- Passage

The new chief justice’s obsession with pendency, his impatience with case mentioning and his strictness with deviant behaviour are sure signs that he will spearhead a change in the top court

~By Venkatasubramanian

Chief justices come and go. A tenure of almost a year in office makes one ambitious to leave a mark before retiring on various aspects of the Supreme Court’s functioning and its history. Chief Justice of India (CJI) Ranjan Gogoi, who took over from Justice Dipak Misra on Octo­ber 3, is no exception. Right from day one, he has been making observations both in and out of court which indicate that he has a mind of his own on pendency of cases and how to tackle it.

His ban on mentioning of cases by lawyers in his court at the start of the day unless they require urgent listing is one such instance. This has not gone down well with lawyers and litigants. According to the CJI, until the “parameters” are worked out, only the most deserving cases can be mentioned and relief granted.

Mentioning a case is a convention which permits lawyers to request the CJI, as master of the roster, to direct the Court registry to let a pending case jump the queue because of one reason or the other. Although most CJIs had been indulgent about doing so, spending about 20 minutes to one hour before hearing the listed cases, some CJIs have begun to question the practice.

Former CJI Misra, for instance, barred senior advocates from mentioning cases and restricted this privilege to junior members of the Bar, and that too, advocates-on-record. His reasons were that junior lawyers needed the opportunity to learn professionally and mentioning cases offered that platform to them. This effectively brought down the time spent on mentioning by the CJI.

CJI Gogoi, on the other hand, seems to question why some cases deserve to jump the queue at all, unless there is some valid reason such as imminent demolition or loss of freedom caused by denial of bail or premature release of a prisoner without sufficient safeguards. Every pending case will have a sufficient reason to be heard and decided expeditiously as justice delayed is tantamount to justice denied and it ultimately shakes the confidence of litigants in the justice delivery system. But the huge pendency of cases imposes its own dynamics on the policy to be followed by successive CJIs.

- Goal A
Rewrite the part of the article on the new chief justice that opens with the words containing "The new chief" and closes with "to tackle it.", putting "backlog" wherever "pendency" appears.
- Goal B
The opening sentence of the article on the new chief justice names several of his traits. List each of them.
- Goal C
Answer from the article on the new chief justice:
(i) On what date did Ranjan Gogoi take over from Justice Dipak Misra?
(ii) How much time did most chief justices spend on mentioning before hearing the listed cases?
(iii) To whom did former CJI Misra restrict the privilege of mentioning cases?
The records play no role in any of this work.

Items stored from a collection:
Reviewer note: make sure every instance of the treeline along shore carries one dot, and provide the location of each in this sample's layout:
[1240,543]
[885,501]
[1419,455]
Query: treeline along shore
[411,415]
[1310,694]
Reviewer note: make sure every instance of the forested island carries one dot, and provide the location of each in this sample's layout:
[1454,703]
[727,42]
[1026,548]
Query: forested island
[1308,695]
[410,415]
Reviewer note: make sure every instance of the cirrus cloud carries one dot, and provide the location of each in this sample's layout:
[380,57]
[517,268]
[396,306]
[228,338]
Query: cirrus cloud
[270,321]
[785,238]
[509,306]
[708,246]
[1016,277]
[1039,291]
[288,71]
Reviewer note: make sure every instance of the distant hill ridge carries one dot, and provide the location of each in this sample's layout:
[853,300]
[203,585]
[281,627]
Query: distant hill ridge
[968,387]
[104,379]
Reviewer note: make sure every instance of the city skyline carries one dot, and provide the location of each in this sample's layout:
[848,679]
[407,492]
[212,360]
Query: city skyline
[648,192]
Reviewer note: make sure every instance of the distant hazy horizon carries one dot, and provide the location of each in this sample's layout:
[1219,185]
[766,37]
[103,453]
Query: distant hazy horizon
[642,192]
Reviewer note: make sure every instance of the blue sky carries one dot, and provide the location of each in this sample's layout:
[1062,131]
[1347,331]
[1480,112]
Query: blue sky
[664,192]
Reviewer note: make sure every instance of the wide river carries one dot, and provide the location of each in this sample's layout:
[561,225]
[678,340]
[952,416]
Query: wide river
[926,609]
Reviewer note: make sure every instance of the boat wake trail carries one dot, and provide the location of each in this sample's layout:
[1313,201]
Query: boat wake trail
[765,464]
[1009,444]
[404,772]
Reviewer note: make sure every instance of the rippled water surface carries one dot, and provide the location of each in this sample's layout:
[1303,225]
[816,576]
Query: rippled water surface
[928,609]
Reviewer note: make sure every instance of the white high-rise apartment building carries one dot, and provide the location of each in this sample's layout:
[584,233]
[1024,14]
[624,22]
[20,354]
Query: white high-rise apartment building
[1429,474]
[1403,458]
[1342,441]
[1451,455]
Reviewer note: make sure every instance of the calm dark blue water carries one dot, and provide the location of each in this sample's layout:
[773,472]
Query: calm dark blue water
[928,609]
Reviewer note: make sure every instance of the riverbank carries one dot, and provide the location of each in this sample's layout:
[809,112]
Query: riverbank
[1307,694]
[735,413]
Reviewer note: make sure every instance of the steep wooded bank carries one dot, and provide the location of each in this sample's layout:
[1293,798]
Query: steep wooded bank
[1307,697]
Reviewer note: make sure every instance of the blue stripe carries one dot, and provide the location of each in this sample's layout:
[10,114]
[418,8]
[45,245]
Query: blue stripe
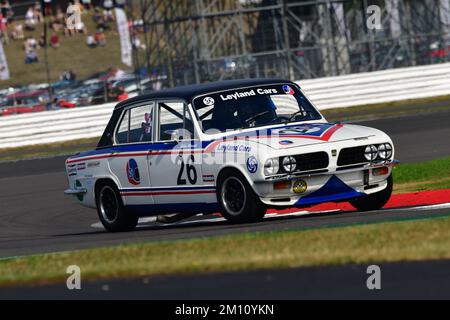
[334,190]
[191,144]
[157,209]
[169,188]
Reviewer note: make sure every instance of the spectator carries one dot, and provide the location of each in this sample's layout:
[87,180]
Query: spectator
[120,4]
[108,6]
[87,4]
[38,12]
[54,41]
[4,28]
[56,25]
[68,76]
[6,9]
[90,41]
[42,42]
[100,38]
[17,31]
[97,15]
[30,44]
[31,57]
[30,20]
[48,11]
[53,105]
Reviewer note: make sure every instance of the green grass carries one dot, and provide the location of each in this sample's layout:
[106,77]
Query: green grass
[380,242]
[428,175]
[72,54]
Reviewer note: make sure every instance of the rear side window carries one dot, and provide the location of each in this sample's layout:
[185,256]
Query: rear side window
[136,125]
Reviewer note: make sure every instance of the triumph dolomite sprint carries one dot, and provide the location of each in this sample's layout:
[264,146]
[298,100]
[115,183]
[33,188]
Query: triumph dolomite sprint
[234,147]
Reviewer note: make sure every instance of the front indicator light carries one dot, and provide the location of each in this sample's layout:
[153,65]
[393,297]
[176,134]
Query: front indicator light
[380,171]
[289,164]
[280,185]
[371,153]
[385,151]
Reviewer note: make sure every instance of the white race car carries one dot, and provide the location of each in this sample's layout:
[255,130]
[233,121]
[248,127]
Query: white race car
[234,147]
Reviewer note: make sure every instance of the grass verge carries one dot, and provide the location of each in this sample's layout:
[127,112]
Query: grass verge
[428,175]
[380,242]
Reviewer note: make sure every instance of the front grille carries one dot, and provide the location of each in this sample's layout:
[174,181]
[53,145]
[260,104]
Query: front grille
[310,161]
[349,156]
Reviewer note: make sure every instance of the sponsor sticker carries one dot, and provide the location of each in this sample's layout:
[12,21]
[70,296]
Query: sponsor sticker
[286,142]
[133,172]
[288,90]
[252,164]
[208,101]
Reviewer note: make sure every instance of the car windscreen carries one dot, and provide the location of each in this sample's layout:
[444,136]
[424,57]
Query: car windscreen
[253,107]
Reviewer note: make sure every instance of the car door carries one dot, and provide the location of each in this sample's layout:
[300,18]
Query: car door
[175,161]
[129,161]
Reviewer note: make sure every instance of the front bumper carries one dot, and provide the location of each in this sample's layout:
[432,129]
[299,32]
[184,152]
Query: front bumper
[328,186]
[75,191]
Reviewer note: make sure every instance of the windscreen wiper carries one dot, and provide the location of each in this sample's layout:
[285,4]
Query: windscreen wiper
[256,116]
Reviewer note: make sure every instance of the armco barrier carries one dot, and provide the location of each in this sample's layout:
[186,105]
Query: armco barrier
[332,92]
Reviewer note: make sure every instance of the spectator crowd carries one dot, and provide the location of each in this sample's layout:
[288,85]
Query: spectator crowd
[56,17]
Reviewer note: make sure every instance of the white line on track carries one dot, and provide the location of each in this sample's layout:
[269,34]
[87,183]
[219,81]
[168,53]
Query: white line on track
[151,221]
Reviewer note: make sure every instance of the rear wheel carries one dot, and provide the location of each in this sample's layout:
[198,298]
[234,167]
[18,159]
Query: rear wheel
[376,200]
[111,210]
[237,200]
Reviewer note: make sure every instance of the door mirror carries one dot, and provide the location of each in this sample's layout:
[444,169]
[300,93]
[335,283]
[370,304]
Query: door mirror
[175,135]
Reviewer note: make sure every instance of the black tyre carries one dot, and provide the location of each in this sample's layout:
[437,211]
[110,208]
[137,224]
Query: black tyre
[374,201]
[237,200]
[111,210]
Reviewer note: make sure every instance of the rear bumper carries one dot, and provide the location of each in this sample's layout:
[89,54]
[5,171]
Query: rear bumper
[75,192]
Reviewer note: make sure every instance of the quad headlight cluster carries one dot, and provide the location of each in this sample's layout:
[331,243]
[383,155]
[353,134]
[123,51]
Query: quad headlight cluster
[272,166]
[380,152]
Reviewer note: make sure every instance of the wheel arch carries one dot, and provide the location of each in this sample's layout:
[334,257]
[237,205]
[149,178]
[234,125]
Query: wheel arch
[235,169]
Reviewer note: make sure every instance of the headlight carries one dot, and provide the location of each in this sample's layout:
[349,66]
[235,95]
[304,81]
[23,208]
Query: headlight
[271,166]
[385,151]
[370,153]
[289,164]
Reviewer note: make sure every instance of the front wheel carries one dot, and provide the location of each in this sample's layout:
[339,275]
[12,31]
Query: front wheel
[376,200]
[237,200]
[111,210]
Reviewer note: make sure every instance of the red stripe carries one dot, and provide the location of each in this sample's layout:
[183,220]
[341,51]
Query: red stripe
[113,155]
[165,193]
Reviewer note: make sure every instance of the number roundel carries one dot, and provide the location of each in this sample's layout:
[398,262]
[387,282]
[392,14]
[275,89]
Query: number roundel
[191,172]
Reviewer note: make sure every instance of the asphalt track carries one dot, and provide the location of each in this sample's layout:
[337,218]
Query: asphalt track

- Solution A
The new chief justice’s obsession with backlog, his impatience with case mentioning and his strictness with deviant behaviour are sure signs that he will spearhead a change in the top court

~By Venkatasubramanian

Chief justices come and go. A tenure of almost a year in office makes one ambitious to leave a mark before retiring on various aspects of the Supreme Court’s functioning and its history. Chief Justice of India (CJI) Ranjan Gogoi, who took over from Justice Dipak Misra on Octo­ber 3, is no exception. Right from day one, he has been making observations both in and out of court which indicate that he has a mind of his own on backlog of cases and how to tackle it.

- Solution B
- his obsession with pendency
- his impatience with case mentioning
- his strictness with deviant behaviour

- Solution C
(i) October 3
(ii) About 20 minutes to one hour
(iii) Junior members of the Bar, and only advocates-on-record among them